The task:
Looking through the listing below, state how many lines have the word "green" in them. Only the number should be given.

Data for processing:
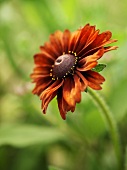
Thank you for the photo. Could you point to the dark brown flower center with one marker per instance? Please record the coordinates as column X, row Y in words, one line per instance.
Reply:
column 64, row 65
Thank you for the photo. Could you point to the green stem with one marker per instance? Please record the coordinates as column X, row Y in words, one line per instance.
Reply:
column 110, row 121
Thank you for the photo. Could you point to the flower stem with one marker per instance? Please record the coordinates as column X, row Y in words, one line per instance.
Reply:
column 111, row 123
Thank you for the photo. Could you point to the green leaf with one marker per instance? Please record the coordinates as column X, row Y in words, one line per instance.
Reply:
column 99, row 67
column 27, row 135
column 53, row 168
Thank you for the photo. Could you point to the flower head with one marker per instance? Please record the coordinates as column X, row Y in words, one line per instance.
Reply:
column 64, row 66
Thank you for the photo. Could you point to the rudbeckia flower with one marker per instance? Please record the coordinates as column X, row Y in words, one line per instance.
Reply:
column 64, row 67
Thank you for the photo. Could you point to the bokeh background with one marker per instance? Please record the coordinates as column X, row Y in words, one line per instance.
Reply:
column 30, row 140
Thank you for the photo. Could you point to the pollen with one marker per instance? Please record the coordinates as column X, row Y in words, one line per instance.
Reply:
column 64, row 65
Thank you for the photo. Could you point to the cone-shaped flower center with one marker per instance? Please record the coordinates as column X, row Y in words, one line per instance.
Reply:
column 64, row 65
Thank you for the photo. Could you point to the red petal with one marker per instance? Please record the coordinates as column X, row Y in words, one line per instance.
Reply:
column 83, row 81
column 41, row 85
column 90, row 62
column 94, row 79
column 56, row 42
column 66, row 39
column 43, row 59
column 48, row 94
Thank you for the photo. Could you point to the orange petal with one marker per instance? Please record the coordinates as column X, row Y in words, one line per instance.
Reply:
column 41, row 85
column 62, row 104
column 66, row 39
column 94, row 79
column 42, row 58
column 72, row 91
column 48, row 94
column 56, row 42
column 67, row 88
column 90, row 62
column 83, row 81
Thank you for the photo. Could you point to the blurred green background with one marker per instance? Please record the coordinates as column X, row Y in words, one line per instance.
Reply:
column 30, row 140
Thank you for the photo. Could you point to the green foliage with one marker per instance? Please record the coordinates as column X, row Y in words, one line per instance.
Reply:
column 99, row 67
column 30, row 140
column 27, row 135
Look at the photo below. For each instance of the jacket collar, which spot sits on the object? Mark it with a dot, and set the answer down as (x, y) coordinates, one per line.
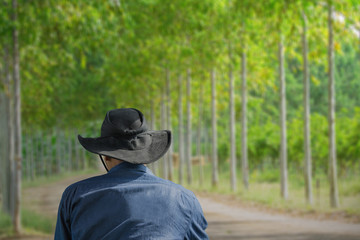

Result below:
4